_WHAT THE TASK ASKS_
Each record should be output exactly, with every character kept.

□ □ □

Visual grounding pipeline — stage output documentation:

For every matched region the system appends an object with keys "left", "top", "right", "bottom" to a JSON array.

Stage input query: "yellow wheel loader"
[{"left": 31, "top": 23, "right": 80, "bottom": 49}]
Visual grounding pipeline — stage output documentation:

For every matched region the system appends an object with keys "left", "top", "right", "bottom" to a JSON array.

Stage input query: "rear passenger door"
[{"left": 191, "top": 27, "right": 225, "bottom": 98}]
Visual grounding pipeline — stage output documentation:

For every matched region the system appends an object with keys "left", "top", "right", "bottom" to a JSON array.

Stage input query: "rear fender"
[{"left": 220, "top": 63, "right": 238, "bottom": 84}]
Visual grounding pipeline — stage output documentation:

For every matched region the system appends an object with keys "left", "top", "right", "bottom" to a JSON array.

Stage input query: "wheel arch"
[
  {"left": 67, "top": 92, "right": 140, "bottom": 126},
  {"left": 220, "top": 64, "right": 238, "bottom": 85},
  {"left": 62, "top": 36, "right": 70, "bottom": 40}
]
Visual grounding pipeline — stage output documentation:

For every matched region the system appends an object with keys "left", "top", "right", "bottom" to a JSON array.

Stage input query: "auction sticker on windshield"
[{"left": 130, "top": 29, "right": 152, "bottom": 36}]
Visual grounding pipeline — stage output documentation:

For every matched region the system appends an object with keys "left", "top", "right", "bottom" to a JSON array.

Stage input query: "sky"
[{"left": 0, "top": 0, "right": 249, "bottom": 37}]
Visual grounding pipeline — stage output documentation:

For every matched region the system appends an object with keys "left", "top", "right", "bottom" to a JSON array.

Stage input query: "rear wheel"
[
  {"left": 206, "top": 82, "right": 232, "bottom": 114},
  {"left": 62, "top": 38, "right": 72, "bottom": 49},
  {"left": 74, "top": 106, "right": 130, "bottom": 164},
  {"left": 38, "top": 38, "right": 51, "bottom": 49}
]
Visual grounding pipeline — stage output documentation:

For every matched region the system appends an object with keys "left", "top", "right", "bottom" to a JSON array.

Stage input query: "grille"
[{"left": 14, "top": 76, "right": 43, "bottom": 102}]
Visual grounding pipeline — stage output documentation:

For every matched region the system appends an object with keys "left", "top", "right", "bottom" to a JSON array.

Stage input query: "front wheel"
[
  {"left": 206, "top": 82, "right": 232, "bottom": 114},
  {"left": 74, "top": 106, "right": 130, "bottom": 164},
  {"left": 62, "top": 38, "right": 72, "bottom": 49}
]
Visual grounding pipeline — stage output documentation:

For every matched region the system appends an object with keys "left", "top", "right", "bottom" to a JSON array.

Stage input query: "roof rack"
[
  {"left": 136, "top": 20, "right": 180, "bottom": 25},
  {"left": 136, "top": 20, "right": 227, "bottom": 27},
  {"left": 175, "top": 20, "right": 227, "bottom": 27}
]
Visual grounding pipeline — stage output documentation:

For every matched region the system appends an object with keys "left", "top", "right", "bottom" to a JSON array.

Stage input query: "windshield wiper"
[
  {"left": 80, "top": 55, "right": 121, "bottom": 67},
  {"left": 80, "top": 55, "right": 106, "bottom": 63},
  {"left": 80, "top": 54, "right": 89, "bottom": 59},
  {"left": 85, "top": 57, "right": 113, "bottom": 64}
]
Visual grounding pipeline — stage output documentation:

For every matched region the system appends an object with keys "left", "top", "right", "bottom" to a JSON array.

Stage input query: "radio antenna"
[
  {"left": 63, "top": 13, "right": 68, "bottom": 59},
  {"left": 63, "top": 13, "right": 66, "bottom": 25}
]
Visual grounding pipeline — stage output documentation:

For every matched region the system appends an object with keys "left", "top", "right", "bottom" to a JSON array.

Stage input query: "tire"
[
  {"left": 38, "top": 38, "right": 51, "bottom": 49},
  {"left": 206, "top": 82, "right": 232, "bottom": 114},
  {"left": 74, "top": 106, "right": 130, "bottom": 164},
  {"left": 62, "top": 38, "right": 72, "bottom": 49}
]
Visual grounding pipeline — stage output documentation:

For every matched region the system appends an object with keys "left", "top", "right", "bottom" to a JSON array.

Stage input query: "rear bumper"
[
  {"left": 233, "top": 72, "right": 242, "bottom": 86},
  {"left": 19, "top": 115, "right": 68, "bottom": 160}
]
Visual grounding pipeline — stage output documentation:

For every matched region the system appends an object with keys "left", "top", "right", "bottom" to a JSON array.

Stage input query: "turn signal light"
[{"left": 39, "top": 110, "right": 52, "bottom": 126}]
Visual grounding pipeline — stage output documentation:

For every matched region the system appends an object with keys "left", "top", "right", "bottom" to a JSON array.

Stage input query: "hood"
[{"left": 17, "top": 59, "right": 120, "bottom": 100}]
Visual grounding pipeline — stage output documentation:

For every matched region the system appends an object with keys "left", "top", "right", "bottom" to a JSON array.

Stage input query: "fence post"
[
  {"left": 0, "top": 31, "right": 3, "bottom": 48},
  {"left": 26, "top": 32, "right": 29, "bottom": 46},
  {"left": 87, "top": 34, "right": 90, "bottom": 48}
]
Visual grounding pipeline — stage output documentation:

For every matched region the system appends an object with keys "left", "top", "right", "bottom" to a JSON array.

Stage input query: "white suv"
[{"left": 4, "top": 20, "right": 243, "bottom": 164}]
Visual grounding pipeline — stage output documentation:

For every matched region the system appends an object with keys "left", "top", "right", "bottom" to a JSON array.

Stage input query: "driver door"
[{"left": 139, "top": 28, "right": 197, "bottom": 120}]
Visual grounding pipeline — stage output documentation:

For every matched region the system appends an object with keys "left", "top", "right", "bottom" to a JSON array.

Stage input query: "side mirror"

□ □ □

_THE ANSWER_
Visual grounding pipeline — stage output documentation:

For every matched region the system appends an object with keys "left", "top", "right", "bottom" to a JSON array.

Stage input query: "yellow wheel loader"
[{"left": 31, "top": 23, "right": 80, "bottom": 49}]
Visual grounding pipeline — stage output documentation:

For every matched region the system appends an object with keys "left", "top", "right", "bottom" to a JSON array.

Stage input query: "rear passenger door"
[{"left": 191, "top": 27, "right": 225, "bottom": 98}]
Visual grounding pipeline — stage output documentation:

For every matched region the system appends an object with keys "left", "top", "right", "bottom" to a JSON array.

Stage input query: "rear fender"
[{"left": 220, "top": 63, "right": 238, "bottom": 84}]
Visual grounding pipeline — stage output documentation:

For every matched region the system appends an object with keys "left", "top", "right", "bottom" to a JSON array.

Stage input query: "wheel arch"
[
  {"left": 67, "top": 92, "right": 140, "bottom": 126},
  {"left": 220, "top": 64, "right": 238, "bottom": 85},
  {"left": 62, "top": 36, "right": 70, "bottom": 40}
]
Visual grounding pipeline — stage output documentation:

For every matched region the system appends an object with keys "left", "top", "right", "bottom" to a JSON array.

Stage input query: "auction sticker on windshield"
[{"left": 130, "top": 29, "right": 152, "bottom": 36}]
Visual grounding pipeline — stage output documentation:

For every matched region the system appends an object with keys "left", "top", "right", "bottom" to a JSON array.

Stage input query: "sky"
[{"left": 0, "top": 0, "right": 249, "bottom": 37}]
Visual grounding pipeline — stage output documentation:

For every matched region the system appends an object with keys "left", "top", "right", "bottom" to a JSON array.

Stage input query: "rear wheel"
[
  {"left": 206, "top": 82, "right": 232, "bottom": 114},
  {"left": 62, "top": 38, "right": 72, "bottom": 49},
  {"left": 74, "top": 106, "right": 130, "bottom": 164},
  {"left": 38, "top": 38, "right": 51, "bottom": 49}
]
Visual grounding pipeline — stage output documentation:

For every matched region the system appends an object with keys "left", "top", "right", "bottom" to a JSON array.

Stage input query: "grille"
[{"left": 14, "top": 76, "right": 43, "bottom": 102}]
Visual grounding pipeline — stage output documentation:

For every matched region the system appends an object with keys "left", "top", "right", "bottom" to a JSON array.

Stage input query: "front wheel"
[
  {"left": 206, "top": 82, "right": 232, "bottom": 114},
  {"left": 74, "top": 106, "right": 130, "bottom": 164},
  {"left": 62, "top": 38, "right": 72, "bottom": 49}
]
Visual grounding pipeline — stage output documentation:

For every matched region the system appends an object with keys "left", "top", "right", "bottom" to a JSON array.

Stage input query: "roof rack"
[
  {"left": 136, "top": 20, "right": 180, "bottom": 25},
  {"left": 136, "top": 20, "right": 227, "bottom": 27},
  {"left": 175, "top": 20, "right": 227, "bottom": 27}
]
Visual grounding pipeline — stage output documentation:

For every matched region the system appends an object with keys "left", "top", "right", "bottom" to a JSON array.

Stage input query: "windshield wiper"
[
  {"left": 80, "top": 55, "right": 121, "bottom": 67},
  {"left": 80, "top": 55, "right": 106, "bottom": 63},
  {"left": 80, "top": 54, "right": 89, "bottom": 59},
  {"left": 85, "top": 57, "right": 113, "bottom": 64}
]
Visual grounding pipeline — stage output documentation:

For every matched region the system appends an object with keys "left", "top", "right", "bottom" to a JSON array.

Stage input query: "radio antenna"
[
  {"left": 63, "top": 13, "right": 68, "bottom": 59},
  {"left": 63, "top": 13, "right": 66, "bottom": 25}
]
Visual grounding pipeline — stage output documentation:

For every matched region the system appends an object with keys "left", "top", "right", "bottom" to a JSON array.

Stage input query: "tire"
[
  {"left": 38, "top": 38, "right": 51, "bottom": 49},
  {"left": 206, "top": 82, "right": 232, "bottom": 114},
  {"left": 74, "top": 106, "right": 130, "bottom": 164},
  {"left": 62, "top": 38, "right": 72, "bottom": 49}
]
Visual grounding pipeline — stage output documentation:

For every matched region the system appends an object with keys "left", "top", "right", "bottom" to a JSON array.

Stage input query: "rear bumper"
[
  {"left": 233, "top": 72, "right": 242, "bottom": 86},
  {"left": 19, "top": 115, "right": 68, "bottom": 160}
]
Visual grounding pipeline — stage output documentation:

For every matched region the system appends an object with keys "left", "top", "right", "bottom" to a JSON array.

Stage input query: "turn signal light"
[{"left": 39, "top": 110, "right": 52, "bottom": 126}]
Visual grounding pipeline — stage output documentation:

For every matched region the system appends an object with keys "left", "top", "right", "bottom" to a JSON array.

Stage input query: "hood"
[{"left": 17, "top": 59, "right": 120, "bottom": 100}]
Visual grounding pipeline — stage output documentation:

For every matched region the system appends an object with keys "left", "top", "right", "bottom" to a JSON array.

Stage input query: "fence post"
[
  {"left": 0, "top": 31, "right": 3, "bottom": 48},
  {"left": 26, "top": 32, "right": 29, "bottom": 46},
  {"left": 87, "top": 34, "right": 90, "bottom": 48}
]
Visual grounding pipeline — stage output documentation:

For every matched region the system appends an object with keys "left", "top", "right", "bottom" to a JSON array.

Stage input query: "white suv"
[{"left": 4, "top": 20, "right": 243, "bottom": 164}]
Visual grounding pipeline — stage output documentation:

For every matched region the system appends an object with keys "left", "top", "right", "bottom" to a JSON array.

Stage input query: "driver door"
[{"left": 139, "top": 28, "right": 197, "bottom": 120}]
Visual grounding pipeline — stage output documentation:

For every matched region the system appends an object with keys "left", "top", "right", "bottom" to a JSON array.

Stage input query: "side mirror"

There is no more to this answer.